• **Description of the task**:
The reply should contain every entry exactly as given, with no pictures in it.

[Stored items]
★ ★ ★
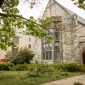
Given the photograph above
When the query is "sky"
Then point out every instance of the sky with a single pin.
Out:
(38, 9)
★ ★ ★
• **Answer box**:
Given the photograph above
When the query is "sky"
Then point out every instance of the sky with a single pin.
Out:
(38, 9)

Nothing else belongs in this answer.